Millennials have unprecedented access to information. They live in an online world, where information is just an internet search away. At the touch of a fingertip they can get global views, not just from experts in their own country, but from those living and working anywhere in the world. How important is this group to the financial advice sector? 

Millennials are those born between 1980 and 2000, and are now aged 17 to 37. Some are just finishing their A-Levels, while others will have been working for up to 20 years. There are more than 16m millennials in the UK and by 2025 – that is only eight years from now – it is estimated that 75 per cent of the workforce will be millennials. 

There is one other dimension to take into consideration for the millennial generation. A BBC news report in April this year noted that in the UK a higher percentage of university graduates (57 per cent) are female and therefore more highly educated, yet there is still a clear disparity in salaries between men and women with a woman earning £83 for every £100 that a man earns. It was also highlighted that only 35 per cent of the workforce are women. 

However, recent research from the Resolution Foundation shows Britons no longer think young people will have a better life than previous generations and roughly half (48 per cent) of those surveyed believe millennials will have a worse life than their parents.

One reason for that is that this access to information means millennials are engaged with the impacts of their actions on a global scale and feel a sense of social responsibility. This has led millennials to study different subjects at university – there has been a shift away from science and technology engineering and mathematics (Stem) and business majors.

With this shift in industry focus, comes a shift in salary profile. The starting median salary of a business major (£23,000) is about 11 per cent greater than that of individuals that took a major allied to medicine (£20,500), yet the number of business and STEM majors decreased to below 20 per cent for the first time in a generation, according to The Council of Economic Advisers. 

A good career for this generation is no longer just about money, their passion and values are crucial in making decisions.

* **Task**
Please continue the passage on millennials and financial advice from the point where it ends.

[Image-grounded pointing data]
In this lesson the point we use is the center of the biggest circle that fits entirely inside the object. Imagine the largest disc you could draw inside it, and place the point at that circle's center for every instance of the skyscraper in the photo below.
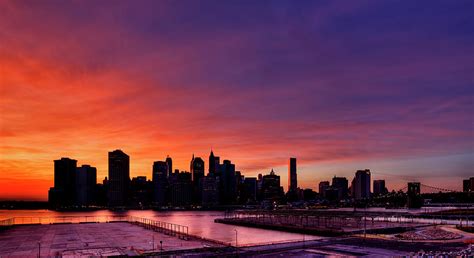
(86, 180)
(228, 182)
(212, 162)
(197, 173)
(160, 182)
(413, 192)
(341, 185)
(169, 163)
(292, 179)
(323, 185)
(361, 184)
(119, 178)
(271, 188)
(379, 187)
(64, 191)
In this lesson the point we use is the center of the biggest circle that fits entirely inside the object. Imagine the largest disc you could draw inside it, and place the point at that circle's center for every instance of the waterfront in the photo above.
(200, 223)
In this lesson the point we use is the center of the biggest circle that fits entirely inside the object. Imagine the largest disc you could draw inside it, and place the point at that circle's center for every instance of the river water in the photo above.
(199, 222)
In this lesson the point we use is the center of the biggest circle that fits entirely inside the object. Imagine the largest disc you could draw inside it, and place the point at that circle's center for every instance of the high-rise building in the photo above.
(414, 197)
(466, 185)
(379, 187)
(197, 169)
(228, 183)
(341, 184)
(212, 164)
(181, 193)
(141, 192)
(271, 188)
(323, 185)
(292, 178)
(86, 181)
(210, 191)
(160, 182)
(361, 184)
(64, 191)
(197, 173)
(250, 186)
(169, 163)
(119, 178)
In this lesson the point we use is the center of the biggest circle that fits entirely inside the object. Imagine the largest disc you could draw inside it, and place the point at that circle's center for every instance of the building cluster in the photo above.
(468, 185)
(220, 185)
(359, 189)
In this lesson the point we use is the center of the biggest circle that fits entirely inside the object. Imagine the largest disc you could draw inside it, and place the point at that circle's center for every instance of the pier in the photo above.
(95, 236)
(326, 223)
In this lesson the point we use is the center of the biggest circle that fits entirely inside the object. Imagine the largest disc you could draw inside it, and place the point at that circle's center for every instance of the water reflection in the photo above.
(199, 222)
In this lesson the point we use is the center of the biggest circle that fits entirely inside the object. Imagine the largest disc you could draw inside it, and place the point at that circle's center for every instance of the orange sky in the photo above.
(78, 80)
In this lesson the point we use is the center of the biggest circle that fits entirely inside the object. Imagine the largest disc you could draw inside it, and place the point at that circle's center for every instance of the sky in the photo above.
(340, 85)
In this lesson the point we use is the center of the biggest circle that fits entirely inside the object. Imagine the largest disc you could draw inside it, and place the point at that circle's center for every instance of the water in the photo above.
(199, 222)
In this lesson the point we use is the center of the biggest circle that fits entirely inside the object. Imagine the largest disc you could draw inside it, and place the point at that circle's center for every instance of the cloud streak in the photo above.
(337, 85)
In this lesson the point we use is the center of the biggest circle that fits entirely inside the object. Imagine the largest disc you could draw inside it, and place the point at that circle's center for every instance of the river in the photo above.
(199, 222)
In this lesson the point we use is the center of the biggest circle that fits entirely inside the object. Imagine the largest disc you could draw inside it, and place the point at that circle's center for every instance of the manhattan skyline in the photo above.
(342, 86)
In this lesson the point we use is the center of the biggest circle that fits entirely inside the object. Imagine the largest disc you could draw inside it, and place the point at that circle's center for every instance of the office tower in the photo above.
(228, 188)
(309, 194)
(197, 169)
(141, 192)
(64, 191)
(160, 182)
(361, 184)
(414, 188)
(86, 181)
(212, 164)
(197, 172)
(250, 193)
(379, 187)
(341, 184)
(119, 178)
(466, 185)
(292, 179)
(181, 191)
(169, 163)
(259, 187)
(414, 195)
(210, 191)
(323, 185)
(271, 188)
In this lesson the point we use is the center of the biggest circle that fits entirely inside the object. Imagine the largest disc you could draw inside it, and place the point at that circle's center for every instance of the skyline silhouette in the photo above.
(342, 86)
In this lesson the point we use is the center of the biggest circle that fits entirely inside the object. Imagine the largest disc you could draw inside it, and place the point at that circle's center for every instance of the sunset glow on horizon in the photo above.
(339, 85)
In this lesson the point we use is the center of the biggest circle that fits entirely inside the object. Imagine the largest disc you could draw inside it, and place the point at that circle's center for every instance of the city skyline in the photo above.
(341, 86)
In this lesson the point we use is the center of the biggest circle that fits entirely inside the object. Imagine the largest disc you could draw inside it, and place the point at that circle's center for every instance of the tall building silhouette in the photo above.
(379, 187)
(414, 199)
(64, 191)
(322, 187)
(119, 178)
(292, 179)
(86, 181)
(341, 184)
(181, 190)
(271, 188)
(160, 182)
(169, 163)
(361, 184)
(197, 173)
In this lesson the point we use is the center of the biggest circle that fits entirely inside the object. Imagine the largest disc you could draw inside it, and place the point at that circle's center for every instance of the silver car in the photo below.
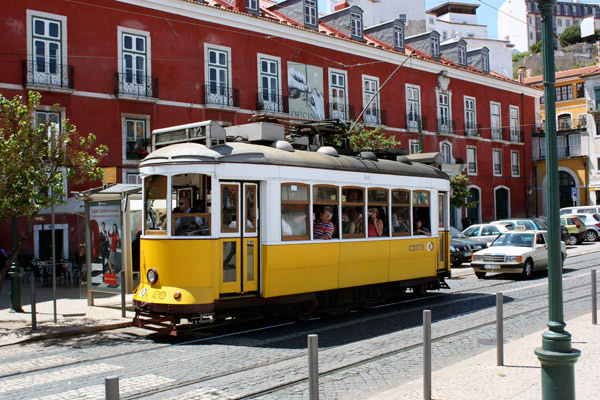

* **Answer for this exercise**
However, because they are coming of age at a tough economic time and are choosing somewhat less profitable careers, they are putting off commitments such as marriage and home buying.

How does an adviser access this generation?

The use of technology is key as providing access to information is paramount to engage the millennial generation. Firms that are able to use social media or that have modern websites are likely to attract these clients. However, it is important to recognise that this generation is heavily influenced by family and friends when it comes to making purchases.

As most financial advisers admit their typical client is about the same age as themselves – financial advisers are on average about 50 years old – it should be no surprise that most millennials will be the children of your existing clients. 

Advisers could also consider recruiting a millennial into their business and give them a mandate to build a marketing strategy to attract their peer group. This could mean building a new website or setting up a blog or twitter account to reach out to this audience. 

However, firms looking to bring in millennials need to remember this cohort is seeking job satisfaction and an opportunity to help others. So firms should focus on why the financial advice sector is a great industry to be working in and how your role helps protect families from financial uncertainty and provides guidance to those seeking a secure retirement.